• [TASK TO CARRY OUT]: Please gather every line in the records below that contains the word "blue". Copy each such line unchanged.

• [THE RECORDS]:
================================

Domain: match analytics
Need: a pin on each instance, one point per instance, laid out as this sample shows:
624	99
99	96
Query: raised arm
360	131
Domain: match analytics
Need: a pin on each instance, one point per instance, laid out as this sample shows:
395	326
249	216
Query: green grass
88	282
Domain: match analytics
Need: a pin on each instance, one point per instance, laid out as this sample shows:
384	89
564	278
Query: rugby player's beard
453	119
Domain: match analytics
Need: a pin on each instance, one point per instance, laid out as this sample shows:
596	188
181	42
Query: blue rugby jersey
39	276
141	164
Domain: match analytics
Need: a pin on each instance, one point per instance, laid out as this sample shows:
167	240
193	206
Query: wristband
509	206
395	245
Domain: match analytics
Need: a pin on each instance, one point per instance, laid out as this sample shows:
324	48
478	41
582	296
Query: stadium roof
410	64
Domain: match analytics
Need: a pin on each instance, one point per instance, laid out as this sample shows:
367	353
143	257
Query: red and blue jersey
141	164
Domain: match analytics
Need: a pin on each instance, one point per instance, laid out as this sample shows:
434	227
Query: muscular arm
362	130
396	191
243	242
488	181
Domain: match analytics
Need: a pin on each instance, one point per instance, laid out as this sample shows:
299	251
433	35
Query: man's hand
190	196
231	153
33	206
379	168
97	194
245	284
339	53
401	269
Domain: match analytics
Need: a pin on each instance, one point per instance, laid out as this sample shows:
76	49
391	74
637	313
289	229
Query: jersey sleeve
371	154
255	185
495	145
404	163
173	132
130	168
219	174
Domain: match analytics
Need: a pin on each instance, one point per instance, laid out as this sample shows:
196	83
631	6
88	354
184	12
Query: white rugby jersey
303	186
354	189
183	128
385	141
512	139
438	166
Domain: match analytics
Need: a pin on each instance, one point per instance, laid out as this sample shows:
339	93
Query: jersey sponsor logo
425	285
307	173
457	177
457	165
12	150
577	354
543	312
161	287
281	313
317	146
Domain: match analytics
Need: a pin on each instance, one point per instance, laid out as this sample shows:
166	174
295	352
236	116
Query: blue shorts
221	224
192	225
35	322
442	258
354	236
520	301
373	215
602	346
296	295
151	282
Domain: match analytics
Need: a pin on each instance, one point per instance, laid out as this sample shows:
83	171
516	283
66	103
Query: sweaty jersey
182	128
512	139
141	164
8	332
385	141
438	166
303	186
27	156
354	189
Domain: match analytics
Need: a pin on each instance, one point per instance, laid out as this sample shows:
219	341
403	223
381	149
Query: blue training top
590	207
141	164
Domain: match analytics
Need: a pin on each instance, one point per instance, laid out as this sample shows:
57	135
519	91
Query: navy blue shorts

================================

• [WORKED SOLUTION]:
Query: blue rugby jersey
Query: red and blue jersey
Query: blue shorts
Query: blue training top
Query: navy blue shorts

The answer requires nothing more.